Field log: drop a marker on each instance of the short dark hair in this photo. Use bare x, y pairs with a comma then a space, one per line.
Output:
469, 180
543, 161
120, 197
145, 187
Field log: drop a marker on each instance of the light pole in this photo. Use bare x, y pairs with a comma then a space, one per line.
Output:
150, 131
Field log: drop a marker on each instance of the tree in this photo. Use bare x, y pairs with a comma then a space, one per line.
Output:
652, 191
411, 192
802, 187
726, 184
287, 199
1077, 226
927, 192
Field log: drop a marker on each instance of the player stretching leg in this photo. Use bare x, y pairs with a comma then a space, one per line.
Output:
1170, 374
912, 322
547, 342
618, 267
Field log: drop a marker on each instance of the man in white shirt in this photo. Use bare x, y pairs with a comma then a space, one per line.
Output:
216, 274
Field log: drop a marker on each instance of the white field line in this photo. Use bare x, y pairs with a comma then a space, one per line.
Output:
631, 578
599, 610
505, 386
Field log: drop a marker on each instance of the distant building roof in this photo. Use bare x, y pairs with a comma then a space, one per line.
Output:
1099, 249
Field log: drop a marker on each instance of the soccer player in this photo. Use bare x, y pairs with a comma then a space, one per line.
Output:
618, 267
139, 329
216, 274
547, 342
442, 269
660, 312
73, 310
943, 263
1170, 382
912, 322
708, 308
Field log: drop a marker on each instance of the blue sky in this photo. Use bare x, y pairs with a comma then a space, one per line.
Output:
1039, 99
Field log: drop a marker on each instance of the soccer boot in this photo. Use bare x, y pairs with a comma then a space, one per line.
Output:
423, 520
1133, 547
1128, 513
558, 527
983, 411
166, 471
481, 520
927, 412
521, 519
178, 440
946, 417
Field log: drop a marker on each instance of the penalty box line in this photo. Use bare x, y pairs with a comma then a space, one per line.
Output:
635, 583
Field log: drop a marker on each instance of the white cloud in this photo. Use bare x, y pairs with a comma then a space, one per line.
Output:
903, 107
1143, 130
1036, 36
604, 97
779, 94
==================================================
Instructions for the task >> Copy every one of the records above word for word, keeping each line as it appears.

Output >>
Field log: drop a marker on each instance of the short dark hair in this photo. Use bare x, y pairs with a comma then a space, one per line.
Output:
469, 180
543, 161
120, 197
145, 187
Field log: drop a marker on each instance of the light pole in this photo. Use bare x, y pairs with a comma then a space, one per line.
Output:
150, 131
Field log: drop a marker on each instance of the tree in this photo. Use bare x, y pairs with a comma then a space, one per line.
Output:
652, 191
411, 192
802, 187
726, 184
287, 199
1077, 226
927, 192
Field log: drop a marker on each instance of the player stretching leg in this photo. Use bare x, y pairs with a comma then a space, one per line.
Output:
1170, 374
912, 322
547, 342
618, 267
Field log: drop a marker on each instance of the man in white shirt in this photo. Use bare x, y pairs with a comma then a space, one per line.
Output:
216, 274
Field log: drop a marker on each instance of the white field line in this photo. Use bare x, y pairs with a comma then a space, one per line.
Output:
631, 578
599, 610
505, 386
Field log: drop a marker on each instance of the distant building roof in this photo. Use bare x, y pairs with a comma then a space, one per line.
Output:
1099, 249
Field log: drop a marker on each instance of the soccer player in this photo. Use bare x, y pairs with a comma then a space, one per line.
Output:
618, 267
139, 329
216, 274
547, 342
442, 269
660, 312
73, 310
943, 263
1170, 382
912, 322
708, 308
Field log: drop a marker on each instance of the blue sky in this photo. Use bare x, y pairs with a comma then a space, one per line.
Output:
1039, 99
Field log: drop a marker on each instance of the soccer boot in this photo. Use bare x, y pairs with a comma then a space, one per line.
Output:
423, 520
1133, 547
1128, 513
558, 527
983, 411
166, 471
481, 520
927, 412
521, 519
178, 440
946, 417
Field log: drop a marker on each instance of the penalty box line in this photo. Use bare x, y pairs with a comma then a space, one per line.
Output:
635, 583
Field log: drop a marker on each instance of the white cloud in this photo. Use bare x, y pairs with a comma then a space, one per line.
Output:
903, 107
1143, 130
1036, 36
604, 97
779, 94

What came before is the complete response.